## Start Given records
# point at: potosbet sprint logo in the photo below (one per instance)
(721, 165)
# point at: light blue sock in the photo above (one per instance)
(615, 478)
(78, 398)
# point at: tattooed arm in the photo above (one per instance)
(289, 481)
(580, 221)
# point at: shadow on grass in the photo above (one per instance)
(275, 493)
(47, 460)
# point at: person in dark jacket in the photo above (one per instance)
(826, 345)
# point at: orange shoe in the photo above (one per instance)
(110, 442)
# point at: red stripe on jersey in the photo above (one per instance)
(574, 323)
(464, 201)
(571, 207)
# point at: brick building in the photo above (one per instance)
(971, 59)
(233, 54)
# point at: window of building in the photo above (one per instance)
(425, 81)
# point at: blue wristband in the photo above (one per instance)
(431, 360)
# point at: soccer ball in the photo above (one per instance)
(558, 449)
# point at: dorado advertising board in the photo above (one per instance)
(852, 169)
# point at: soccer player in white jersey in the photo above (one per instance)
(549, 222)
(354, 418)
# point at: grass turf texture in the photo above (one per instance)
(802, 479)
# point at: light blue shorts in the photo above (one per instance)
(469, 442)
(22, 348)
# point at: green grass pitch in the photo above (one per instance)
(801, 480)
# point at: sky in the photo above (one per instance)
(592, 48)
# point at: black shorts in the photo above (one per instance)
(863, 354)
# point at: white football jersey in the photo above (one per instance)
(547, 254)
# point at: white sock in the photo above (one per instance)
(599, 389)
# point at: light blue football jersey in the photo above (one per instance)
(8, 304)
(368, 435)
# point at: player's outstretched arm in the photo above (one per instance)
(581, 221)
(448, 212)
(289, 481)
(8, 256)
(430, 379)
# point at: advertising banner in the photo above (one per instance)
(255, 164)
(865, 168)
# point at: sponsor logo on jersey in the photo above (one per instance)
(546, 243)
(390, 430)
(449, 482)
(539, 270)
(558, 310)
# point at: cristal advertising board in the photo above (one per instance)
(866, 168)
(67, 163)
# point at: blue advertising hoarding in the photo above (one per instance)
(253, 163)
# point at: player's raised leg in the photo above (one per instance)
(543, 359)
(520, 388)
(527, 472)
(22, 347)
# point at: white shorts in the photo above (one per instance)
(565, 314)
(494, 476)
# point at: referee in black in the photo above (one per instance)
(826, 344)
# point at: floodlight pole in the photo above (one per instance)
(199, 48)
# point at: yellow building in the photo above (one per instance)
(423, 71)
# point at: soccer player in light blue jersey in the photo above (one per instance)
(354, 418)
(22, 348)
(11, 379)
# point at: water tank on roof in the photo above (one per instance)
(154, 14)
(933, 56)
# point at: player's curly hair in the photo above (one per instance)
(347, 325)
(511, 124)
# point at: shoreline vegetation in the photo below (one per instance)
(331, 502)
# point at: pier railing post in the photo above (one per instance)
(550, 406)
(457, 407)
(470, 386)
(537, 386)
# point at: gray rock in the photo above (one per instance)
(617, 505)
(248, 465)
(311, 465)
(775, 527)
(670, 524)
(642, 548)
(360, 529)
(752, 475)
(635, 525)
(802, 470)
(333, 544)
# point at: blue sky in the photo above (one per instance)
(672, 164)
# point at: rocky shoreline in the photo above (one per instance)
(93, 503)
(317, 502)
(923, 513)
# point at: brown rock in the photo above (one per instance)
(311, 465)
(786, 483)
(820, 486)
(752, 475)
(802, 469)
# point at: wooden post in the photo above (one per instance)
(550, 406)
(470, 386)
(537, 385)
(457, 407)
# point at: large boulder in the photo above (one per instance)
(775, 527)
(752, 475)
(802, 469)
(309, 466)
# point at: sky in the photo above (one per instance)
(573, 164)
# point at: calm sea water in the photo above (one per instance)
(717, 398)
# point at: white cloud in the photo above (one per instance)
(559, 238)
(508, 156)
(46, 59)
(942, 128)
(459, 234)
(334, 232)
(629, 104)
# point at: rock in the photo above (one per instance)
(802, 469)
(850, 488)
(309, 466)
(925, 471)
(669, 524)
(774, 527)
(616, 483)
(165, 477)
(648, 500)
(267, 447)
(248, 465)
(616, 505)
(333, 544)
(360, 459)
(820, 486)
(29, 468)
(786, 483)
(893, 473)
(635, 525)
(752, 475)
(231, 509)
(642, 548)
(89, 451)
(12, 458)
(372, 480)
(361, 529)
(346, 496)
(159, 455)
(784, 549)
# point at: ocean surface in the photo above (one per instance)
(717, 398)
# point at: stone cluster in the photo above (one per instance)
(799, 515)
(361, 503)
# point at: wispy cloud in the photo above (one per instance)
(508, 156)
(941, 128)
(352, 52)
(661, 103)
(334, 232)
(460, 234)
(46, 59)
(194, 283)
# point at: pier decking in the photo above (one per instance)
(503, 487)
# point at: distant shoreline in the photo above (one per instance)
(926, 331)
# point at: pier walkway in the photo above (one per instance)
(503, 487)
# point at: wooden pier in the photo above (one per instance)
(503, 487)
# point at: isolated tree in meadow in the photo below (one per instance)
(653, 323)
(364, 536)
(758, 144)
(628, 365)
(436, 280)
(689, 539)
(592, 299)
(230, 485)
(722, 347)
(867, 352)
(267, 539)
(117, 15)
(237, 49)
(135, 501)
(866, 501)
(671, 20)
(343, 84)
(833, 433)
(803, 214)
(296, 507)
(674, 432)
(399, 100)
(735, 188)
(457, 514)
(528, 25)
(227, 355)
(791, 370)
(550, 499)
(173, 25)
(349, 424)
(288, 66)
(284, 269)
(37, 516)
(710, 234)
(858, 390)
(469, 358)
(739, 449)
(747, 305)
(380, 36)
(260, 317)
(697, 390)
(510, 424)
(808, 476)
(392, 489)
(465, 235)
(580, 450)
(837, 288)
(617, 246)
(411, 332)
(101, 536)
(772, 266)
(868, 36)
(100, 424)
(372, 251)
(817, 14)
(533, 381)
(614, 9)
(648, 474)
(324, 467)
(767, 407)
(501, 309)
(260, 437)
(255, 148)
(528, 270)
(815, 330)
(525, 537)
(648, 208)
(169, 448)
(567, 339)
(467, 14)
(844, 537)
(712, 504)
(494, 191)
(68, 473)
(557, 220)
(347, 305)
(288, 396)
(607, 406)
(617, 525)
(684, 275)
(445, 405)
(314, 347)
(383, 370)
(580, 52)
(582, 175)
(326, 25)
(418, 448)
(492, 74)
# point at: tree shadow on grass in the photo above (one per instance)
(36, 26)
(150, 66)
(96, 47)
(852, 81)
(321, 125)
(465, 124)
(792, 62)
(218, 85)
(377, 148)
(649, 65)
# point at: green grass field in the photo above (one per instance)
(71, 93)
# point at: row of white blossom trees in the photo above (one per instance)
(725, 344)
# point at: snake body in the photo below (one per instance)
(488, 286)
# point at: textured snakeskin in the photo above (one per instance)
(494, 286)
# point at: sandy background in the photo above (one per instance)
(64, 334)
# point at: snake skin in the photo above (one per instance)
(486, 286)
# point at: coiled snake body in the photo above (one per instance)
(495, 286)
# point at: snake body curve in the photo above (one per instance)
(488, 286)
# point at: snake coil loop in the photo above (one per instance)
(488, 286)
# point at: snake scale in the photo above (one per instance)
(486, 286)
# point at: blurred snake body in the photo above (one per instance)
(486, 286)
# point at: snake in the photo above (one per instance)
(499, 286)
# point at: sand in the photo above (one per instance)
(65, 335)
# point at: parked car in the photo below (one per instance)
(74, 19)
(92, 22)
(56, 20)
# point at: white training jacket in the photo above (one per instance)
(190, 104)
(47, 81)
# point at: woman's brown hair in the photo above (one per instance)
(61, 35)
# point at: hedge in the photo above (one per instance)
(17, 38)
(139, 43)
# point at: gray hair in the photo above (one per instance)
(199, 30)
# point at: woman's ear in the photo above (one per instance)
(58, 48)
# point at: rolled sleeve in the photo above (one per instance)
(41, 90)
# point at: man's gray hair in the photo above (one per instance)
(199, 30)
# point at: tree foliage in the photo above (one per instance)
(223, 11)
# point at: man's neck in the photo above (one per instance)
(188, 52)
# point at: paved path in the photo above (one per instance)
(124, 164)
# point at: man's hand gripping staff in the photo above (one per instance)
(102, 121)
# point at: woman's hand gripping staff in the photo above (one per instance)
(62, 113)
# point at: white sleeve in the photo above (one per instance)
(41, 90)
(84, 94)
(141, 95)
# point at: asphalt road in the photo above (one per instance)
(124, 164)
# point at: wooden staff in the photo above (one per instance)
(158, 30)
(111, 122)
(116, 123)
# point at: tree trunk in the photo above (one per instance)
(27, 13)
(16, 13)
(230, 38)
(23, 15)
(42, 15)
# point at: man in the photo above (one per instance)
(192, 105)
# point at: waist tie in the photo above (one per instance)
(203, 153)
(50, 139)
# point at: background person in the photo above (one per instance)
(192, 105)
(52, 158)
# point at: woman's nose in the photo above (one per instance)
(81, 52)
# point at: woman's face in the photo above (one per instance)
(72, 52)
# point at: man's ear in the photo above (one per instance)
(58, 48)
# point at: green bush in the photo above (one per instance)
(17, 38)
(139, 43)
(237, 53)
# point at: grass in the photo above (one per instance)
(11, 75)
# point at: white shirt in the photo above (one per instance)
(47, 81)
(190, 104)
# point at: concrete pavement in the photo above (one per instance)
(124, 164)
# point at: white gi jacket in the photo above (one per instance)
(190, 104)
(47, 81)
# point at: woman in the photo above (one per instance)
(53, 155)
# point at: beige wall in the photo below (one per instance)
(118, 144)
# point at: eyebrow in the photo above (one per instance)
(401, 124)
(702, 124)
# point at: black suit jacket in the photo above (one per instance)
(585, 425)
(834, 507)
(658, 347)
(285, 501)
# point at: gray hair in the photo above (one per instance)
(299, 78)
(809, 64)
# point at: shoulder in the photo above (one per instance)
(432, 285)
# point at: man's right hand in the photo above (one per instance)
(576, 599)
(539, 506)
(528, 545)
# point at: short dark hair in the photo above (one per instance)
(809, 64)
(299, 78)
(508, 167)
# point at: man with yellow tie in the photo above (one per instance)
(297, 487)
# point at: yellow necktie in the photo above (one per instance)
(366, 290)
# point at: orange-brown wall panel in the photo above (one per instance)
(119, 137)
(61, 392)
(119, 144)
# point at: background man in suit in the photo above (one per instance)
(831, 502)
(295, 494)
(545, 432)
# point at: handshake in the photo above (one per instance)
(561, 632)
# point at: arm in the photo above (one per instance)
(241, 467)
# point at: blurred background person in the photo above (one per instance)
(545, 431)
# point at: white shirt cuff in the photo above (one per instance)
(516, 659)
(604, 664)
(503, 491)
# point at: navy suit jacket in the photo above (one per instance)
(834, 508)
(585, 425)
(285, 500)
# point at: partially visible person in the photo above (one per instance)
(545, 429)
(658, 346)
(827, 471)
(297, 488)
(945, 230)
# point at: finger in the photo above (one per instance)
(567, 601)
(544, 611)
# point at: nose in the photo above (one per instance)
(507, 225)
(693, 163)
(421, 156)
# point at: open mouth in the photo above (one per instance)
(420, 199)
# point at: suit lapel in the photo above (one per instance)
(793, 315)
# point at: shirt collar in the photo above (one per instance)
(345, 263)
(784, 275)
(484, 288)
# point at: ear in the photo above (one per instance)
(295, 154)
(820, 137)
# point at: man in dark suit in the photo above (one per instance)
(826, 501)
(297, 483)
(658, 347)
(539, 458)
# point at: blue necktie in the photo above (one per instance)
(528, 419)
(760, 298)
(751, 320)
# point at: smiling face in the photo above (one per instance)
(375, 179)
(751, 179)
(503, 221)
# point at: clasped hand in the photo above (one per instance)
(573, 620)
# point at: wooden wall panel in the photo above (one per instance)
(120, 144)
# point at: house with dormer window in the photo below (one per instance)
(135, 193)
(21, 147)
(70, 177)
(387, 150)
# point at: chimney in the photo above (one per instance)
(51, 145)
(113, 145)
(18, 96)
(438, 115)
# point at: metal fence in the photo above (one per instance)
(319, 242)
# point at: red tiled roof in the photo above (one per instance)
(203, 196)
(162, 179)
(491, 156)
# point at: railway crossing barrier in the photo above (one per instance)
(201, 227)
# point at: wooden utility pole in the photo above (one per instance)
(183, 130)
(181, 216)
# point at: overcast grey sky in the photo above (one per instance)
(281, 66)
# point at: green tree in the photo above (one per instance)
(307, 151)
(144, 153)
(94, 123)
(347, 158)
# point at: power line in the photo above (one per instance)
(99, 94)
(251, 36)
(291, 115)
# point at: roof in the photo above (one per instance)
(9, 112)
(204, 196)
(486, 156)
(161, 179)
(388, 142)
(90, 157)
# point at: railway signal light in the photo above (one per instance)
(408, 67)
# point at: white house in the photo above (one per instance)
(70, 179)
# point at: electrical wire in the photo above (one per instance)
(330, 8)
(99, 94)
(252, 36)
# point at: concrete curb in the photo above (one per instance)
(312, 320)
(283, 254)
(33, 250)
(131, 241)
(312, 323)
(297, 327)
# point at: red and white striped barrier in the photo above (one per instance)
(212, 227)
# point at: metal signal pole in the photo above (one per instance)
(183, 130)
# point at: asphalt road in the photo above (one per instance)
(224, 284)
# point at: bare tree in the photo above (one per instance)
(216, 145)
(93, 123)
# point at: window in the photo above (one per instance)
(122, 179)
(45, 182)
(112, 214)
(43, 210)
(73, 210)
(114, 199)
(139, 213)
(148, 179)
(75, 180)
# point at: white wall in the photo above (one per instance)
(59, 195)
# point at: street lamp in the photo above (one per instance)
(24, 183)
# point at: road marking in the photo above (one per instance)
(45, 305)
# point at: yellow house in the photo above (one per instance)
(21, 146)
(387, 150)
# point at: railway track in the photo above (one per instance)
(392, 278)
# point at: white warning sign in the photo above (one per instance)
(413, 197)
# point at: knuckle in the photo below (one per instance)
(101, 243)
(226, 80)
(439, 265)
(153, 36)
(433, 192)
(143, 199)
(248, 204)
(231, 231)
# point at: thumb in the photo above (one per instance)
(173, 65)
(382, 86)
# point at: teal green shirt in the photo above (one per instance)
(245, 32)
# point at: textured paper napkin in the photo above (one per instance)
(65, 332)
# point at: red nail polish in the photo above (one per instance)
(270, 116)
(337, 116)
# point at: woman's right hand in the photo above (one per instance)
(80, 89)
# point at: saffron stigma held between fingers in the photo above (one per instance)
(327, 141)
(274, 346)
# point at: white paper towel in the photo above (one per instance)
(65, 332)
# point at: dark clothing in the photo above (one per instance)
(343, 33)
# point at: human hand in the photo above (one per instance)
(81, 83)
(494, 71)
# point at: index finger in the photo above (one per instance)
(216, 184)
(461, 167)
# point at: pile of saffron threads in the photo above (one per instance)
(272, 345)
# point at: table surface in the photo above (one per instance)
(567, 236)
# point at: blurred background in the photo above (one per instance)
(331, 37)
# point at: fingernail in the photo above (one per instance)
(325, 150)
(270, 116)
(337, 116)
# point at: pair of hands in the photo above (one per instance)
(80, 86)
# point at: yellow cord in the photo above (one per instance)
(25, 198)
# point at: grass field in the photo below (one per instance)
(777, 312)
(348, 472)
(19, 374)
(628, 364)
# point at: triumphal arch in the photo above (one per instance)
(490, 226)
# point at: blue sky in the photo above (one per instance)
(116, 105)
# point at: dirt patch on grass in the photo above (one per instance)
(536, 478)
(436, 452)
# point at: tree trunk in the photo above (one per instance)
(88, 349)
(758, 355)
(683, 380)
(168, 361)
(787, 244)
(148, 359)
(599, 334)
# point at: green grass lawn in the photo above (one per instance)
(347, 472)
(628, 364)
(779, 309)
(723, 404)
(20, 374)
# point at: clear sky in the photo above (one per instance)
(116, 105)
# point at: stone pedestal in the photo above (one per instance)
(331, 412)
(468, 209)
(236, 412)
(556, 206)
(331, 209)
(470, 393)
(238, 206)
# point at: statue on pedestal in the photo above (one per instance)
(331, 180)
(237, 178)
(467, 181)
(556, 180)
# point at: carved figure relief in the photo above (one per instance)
## End Given records
§ Exercise: Take every line from the one containing "# point at: red nail" to the end of the listing and output it exactly, with nothing else.

§ Complete answer:
# point at: red nail polish in the photo above (one per instance)
(270, 116)
(337, 116)
# point at: woman's right hand in the photo above (one per instance)
(80, 89)
# point at: saffron stigma held between fingers in the photo above (one per instance)
(327, 141)
(274, 346)
# point at: white paper towel in the photo above (one per instance)
(65, 332)
# point at: dark clothing in the photo above (one per instance)
(343, 33)
# point at: human hand in the photo above (one per instance)
(81, 83)
(494, 71)
# point at: index finger in the photo above (one per instance)
(216, 184)
(461, 167)
# point at: pile of saffron threads in the photo above (one per instance)
(272, 345)
# point at: table surface in the photo above (one per instance)
(567, 236)
# point at: blurred background in the photo above (one per instance)
(331, 37)
# point at: fingernail in the photo above (one per instance)
(325, 150)
(270, 116)
(337, 116)
# point at: pair of hands in the photo above (one per instance)
(80, 86)
# point at: yellow cord in the photo above (one per instance)
(25, 198)
# point at: grass field in the photo below (one per instance)
(777, 312)
(348, 472)
(19, 374)
(628, 364)
# point at: triumphal arch in the photo above (one per instance)
(490, 226)
# point at: blue sky in the photo above (one per instance)
(116, 105)
# point at: dirt patch on grass in the photo above (one per instance)
(536, 478)
(436, 452)
# point at: tree trunk in the photo above (one per instance)
(88, 349)
(758, 355)
(683, 380)
(168, 361)
(787, 244)
(148, 359)
(599, 334)
# point at: green grass lawn in the photo above (one per instance)
(347, 472)
(628, 364)
(779, 309)
(723, 404)
(20, 374)
# point at: clear sky in the photo above (one per instance)
(116, 105)
# point at: stone pedestal in the photo above (one per instance)
(331, 412)
(468, 209)
(236, 412)
(556, 206)
(331, 209)
(470, 393)
(238, 206)
# point at: statue on pedestal in the photo above (one per instance)
(331, 180)
(237, 178)
(467, 181)
(556, 180)
# point at: carved figure relief in the photo above (one per instance)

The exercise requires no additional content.